**Exercise:** Give every line below again, exactly.

**** Source material ****

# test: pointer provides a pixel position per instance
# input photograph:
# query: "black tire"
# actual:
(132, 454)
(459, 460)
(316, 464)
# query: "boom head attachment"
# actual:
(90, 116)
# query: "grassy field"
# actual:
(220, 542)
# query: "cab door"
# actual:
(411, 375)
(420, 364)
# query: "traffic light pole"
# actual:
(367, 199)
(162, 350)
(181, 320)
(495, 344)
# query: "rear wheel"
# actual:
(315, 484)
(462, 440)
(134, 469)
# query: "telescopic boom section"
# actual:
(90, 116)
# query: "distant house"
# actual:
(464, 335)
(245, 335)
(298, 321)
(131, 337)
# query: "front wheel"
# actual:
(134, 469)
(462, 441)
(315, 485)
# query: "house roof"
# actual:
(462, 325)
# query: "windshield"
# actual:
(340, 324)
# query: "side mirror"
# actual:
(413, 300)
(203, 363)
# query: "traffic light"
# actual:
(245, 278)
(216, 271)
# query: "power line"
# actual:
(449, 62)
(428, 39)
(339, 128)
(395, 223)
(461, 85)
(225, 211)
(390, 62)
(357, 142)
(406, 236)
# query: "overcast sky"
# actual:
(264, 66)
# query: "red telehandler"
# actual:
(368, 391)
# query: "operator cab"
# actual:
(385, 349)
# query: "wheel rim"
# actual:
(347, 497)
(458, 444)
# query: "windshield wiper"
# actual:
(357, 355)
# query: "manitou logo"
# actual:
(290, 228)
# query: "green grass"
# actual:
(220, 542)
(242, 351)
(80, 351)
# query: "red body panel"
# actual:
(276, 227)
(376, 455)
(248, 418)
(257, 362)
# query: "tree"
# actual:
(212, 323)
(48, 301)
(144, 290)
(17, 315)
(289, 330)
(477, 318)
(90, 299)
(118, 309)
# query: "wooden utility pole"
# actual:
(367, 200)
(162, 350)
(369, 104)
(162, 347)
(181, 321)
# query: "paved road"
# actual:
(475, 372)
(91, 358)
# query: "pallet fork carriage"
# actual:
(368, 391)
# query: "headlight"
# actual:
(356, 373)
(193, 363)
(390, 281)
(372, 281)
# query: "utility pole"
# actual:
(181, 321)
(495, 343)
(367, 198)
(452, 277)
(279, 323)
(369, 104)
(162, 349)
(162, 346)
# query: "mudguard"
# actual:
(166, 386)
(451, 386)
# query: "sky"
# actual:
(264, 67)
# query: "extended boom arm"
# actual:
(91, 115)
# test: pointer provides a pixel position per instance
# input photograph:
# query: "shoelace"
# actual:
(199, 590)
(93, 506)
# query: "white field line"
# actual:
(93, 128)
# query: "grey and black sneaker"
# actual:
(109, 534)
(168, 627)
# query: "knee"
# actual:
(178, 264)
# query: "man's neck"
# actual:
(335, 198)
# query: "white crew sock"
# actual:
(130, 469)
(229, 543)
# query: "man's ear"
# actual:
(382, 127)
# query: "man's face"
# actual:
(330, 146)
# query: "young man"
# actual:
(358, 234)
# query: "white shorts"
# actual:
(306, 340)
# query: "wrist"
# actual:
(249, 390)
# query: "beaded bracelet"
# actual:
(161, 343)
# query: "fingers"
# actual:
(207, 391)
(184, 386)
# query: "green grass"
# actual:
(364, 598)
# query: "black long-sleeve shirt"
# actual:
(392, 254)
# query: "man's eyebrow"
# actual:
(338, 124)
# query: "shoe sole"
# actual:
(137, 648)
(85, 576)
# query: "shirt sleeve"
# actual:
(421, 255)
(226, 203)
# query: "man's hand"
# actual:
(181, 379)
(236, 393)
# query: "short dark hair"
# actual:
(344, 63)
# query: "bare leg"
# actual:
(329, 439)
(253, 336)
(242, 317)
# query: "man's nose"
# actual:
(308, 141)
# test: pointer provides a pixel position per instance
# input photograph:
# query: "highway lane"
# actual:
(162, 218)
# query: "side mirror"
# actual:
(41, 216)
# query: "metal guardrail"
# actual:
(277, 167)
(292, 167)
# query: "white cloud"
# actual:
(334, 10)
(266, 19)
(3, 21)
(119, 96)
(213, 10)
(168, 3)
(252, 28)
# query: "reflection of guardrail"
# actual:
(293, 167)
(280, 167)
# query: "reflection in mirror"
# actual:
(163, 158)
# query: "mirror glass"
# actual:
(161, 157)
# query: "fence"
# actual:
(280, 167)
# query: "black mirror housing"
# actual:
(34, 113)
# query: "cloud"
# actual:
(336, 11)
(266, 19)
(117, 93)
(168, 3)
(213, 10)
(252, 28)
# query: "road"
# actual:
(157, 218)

****

**Task solution:**
# test: pointer provides a pixel position per instance
# input photograph:
# query: "black tire"
# actual:
(132, 454)
(459, 460)
(316, 464)
# query: "boom head attachment"
# actual:
(90, 116)
# query: "grassy field"
# actual:
(220, 542)
# query: "cab door"
# actual:
(411, 375)
(420, 364)
# query: "traffic light pole"
# actual:
(367, 199)
(162, 350)
(181, 320)
(495, 344)
# query: "rear wheel"
# actual:
(315, 484)
(462, 440)
(134, 469)
# query: "telescopic boom section"
# actual:
(90, 116)
# query: "distant house"
# actual:
(464, 335)
(245, 335)
(298, 321)
(131, 337)
# query: "front wheel"
# actual:
(134, 469)
(462, 441)
(315, 485)
# query: "house roof"
# actual:
(462, 325)
# query: "windshield"
# actual:
(340, 324)
# query: "side mirror"
# actual:
(413, 300)
(203, 363)
# query: "traffic light"
# actual:
(245, 278)
(216, 271)
# query: "power line"
# actual:
(449, 62)
(428, 39)
(339, 128)
(395, 223)
(461, 85)
(225, 211)
(390, 62)
(357, 142)
(406, 236)
# query: "overcast sky"
# actual:
(264, 66)
# query: "red telehandler"
# actual:
(368, 391)
# query: "operator cab"
# actual:
(385, 349)
# query: "wheel rim"
# actual:
(347, 497)
(458, 444)
# query: "windshield wiper"
# actual:
(357, 355)
# query: "manitou logo"
# actual:
(290, 228)
# query: "green grass"
# actual:
(220, 542)
(242, 351)
(80, 351)
# query: "red body panel"
# actual:
(276, 227)
(376, 455)
(248, 418)
(257, 362)
# query: "tree"
# actual:
(212, 323)
(48, 301)
(144, 290)
(17, 315)
(289, 330)
(477, 318)
(90, 299)
(118, 309)
# query: "wooden utility pole"
# actual:
(367, 200)
(162, 350)
(369, 104)
(162, 347)
(181, 321)
# query: "paved road"
# actual:
(475, 372)
(91, 358)
# query: "pallet fork carriage"
# actual:
(368, 391)
# query: "headlight"
# actual:
(356, 373)
(193, 363)
(390, 281)
(372, 281)
# query: "utility pole"
# actual:
(181, 321)
(495, 343)
(367, 198)
(452, 277)
(279, 323)
(369, 104)
(162, 349)
(162, 346)
# query: "mudguard"
# actual:
(166, 386)
(451, 386)
# query: "sky"
# actual:
(264, 67)
# query: "extended boom arm"
# actual:
(91, 115)
# test: pointer provides a pixel position per instance
# input photograph:
# query: "shoelace"
# actual:
(199, 590)
(93, 506)
# query: "white field line"
# actual:
(93, 128)
# query: "grey and black sneaker"
# actual:
(109, 534)
(168, 627)
# query: "knee"
# actual:
(178, 264)
# query: "man's neck"
# actual:
(335, 198)
# query: "white crew sock"
# actual:
(130, 469)
(229, 543)
# query: "man's ear"
# actual:
(382, 127)
# query: "man's face"
# actual:
(330, 146)
# query: "young man"
# actual:
(358, 234)
# query: "white shorts"
# actual:
(306, 340)
# query: "wrist"
# actual:
(249, 390)
# query: "beaded bracelet"
# actual:
(161, 343)
# query: "fingers"
# actual:
(207, 391)
(184, 386)
# query: "green grass"
# actual:
(364, 598)
# query: "black long-sleeve shirt"
# actual:
(392, 254)
# query: "man's eyebrow"
# actual:
(338, 124)
# query: "shoe sole"
# actual:
(137, 648)
(85, 576)
# query: "shirt sleeve"
# actual:
(421, 255)
(226, 203)
# query: "man's hand"
# actual:
(181, 379)
(236, 393)
# query: "short dark hair"
# actual:
(344, 63)
# query: "bare leg"
# actual:
(329, 439)
(253, 336)
(242, 317)
# query: "man's nose"
# actual:
(308, 141)
# test: pointer provides a pixel position per instance
# input photograph:
# query: "highway lane"
# actual:
(162, 218)
# query: "side mirror"
# actual:
(41, 216)
# query: "metal guardrail"
# actual:
(277, 167)
(292, 167)
# query: "white cloud"
# actual:
(334, 10)
(266, 19)
(3, 21)
(119, 96)
(213, 10)
(168, 3)
(252, 28)
# query: "reflection of guardrail"
# actual:
(293, 167)
(280, 167)
# query: "reflection in mirror"
# actual:
(163, 158)
# query: "mirror glass"
# actual:
(161, 157)
# query: "fence"
# actual:
(280, 167)
# query: "black mirror housing"
# actual:
(34, 113)
# query: "cloud"
# actual:
(336, 11)
(266, 19)
(117, 93)
(168, 3)
(213, 10)
(252, 28)
# query: "road"
# actual:
(157, 218)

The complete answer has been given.